Task requirements =
- a) Answer these questions about the forum thread on countable and uncountable sets.
(i) What measure does the set $\{1, 2, 3, 4, 5\}$ have under the counting measure?
(ii) If the rationals are bijected to the natural numbers and that order is used, what is true of any two rationals?
(iii) What three things does the final reply say people are assuming even though the OP never mentioned them?
- b) Resume the forum thread on countable and uncountable sets after its last sentence.

Selected passage =

+-------+

The set $\{1, 2, 3, 4, 5\}$ has measure $5$ under the counting measure but could in no way be considered a continuous set. Can you clarify? Do you mean Lebesgue measure on the reals? That's a very particular special case that the OP said nothing about.

The OP specifically asked about countable and uncountable sets in general, and said nothing about Lebesgue measure or the real numbers.

Quote:
 Originally Posted by romsek I should have probably included some verbiage about the underlying set the countable set is embedded in. My point was that given any countable set of real numbers, generally the rationals, there are infinitely many numbers between any two of them no matter how small the distance between them is.
But the OP said nothing about the real numbers. Perhaps that's what they had in mind but I wish they'd confirm that point.

Now by distance, you are assuming the sets in question have a metric. And by using the word between, you are assuming there's an order. There are many countable ordinals whose order structure as ordinals is quite wild. IMO you are assuming way more than the original question asked.

What if I biject the rationals to the natural numbers and use that order? Then there is no rational between any two others. So again, you are assuming the usual order on the real numbers, things that the OP said nothing about.

I do agree that the OP may be thinking about the real numbers. I'm not much of a mind reader. I feel that responses to the question should help the OP clarify their own ideas, not just slather on more unspoken assumptions. My opinion.

Quote:
 Originally Posted by romsek This shouldn't be any sort of point of contention, it's simply an expression of the density of the reals on the rationals. (and vice versa)
Yes but those extra assumptions (in my opinion of course) blur and obfuscate the issues raised by the OP's question, which said nothing about the real numbers or order properties.

Quote:
 Originally Posted by romsek You're arguing just to argue.
I can see how you might think that. On the contrary, I'm arguing because people are assuming things the OP never mentioned, such as distance, order, and density. The OP asked if you can somehow map a countablye set on an uncountable set using a countable sequence of maps, and the answer to that is no, as I explained earlier.

+-------+

Material provided =
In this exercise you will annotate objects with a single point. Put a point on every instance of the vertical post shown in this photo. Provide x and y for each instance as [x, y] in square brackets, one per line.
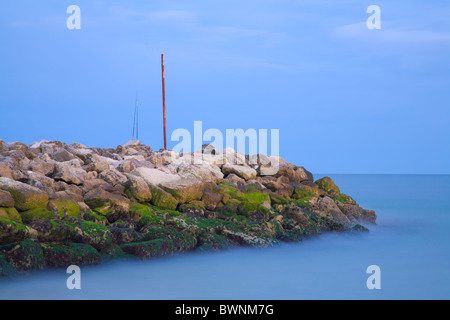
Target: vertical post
[164, 100]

+-------+

Solved problems =
- a)
(i) It has measure $5$.
(ii) No rational lies between them.
(iii) Distance, order, and density.

- b)
I don't think it helps the OP's thought process to assume all their unspoken assumptions, without pointing out that these are special cases. If they use the word map, that has a very specific meaning in math and it doesn't hep the OP to pretend you can somehow map a countable set on an uncountable one by taking limits. That is very far off the point of what the OP asked, even if that's (perhaps, perhaps not) what they meant.

Perhaps when you say I'm arguing just to argue, what you really mean is that I can't read people's minds, I can only read what they write.

Last edited by Maschke; April 25th, 2018 at 03:38 PM.

 April 25th, 2018, 07:22 PM #17 Senior Member   Joined: May 2015 From: Arlington, VA Posts: 346 Thanks: 26 Math Focus: Number theory Maschke, I respect your authority that there is no way of expressing the uncountable reals (no topological "wormholes") by operating on the countable reals, but that the reverse exists -- both relations perhaps by definition. Is continuity between the two what needs to be (dis)proved ? May one say that sets of any two cardinalities exhibit continuity? I dare say that real numbers between the two sets might be fundamentally different, unlike not only in sets but also in numerical character -- not just singularities. Can one "approach" the continuum (lower limit given by 2^Aleph-null?) more closely by approaching 1+^Aleph-null from above?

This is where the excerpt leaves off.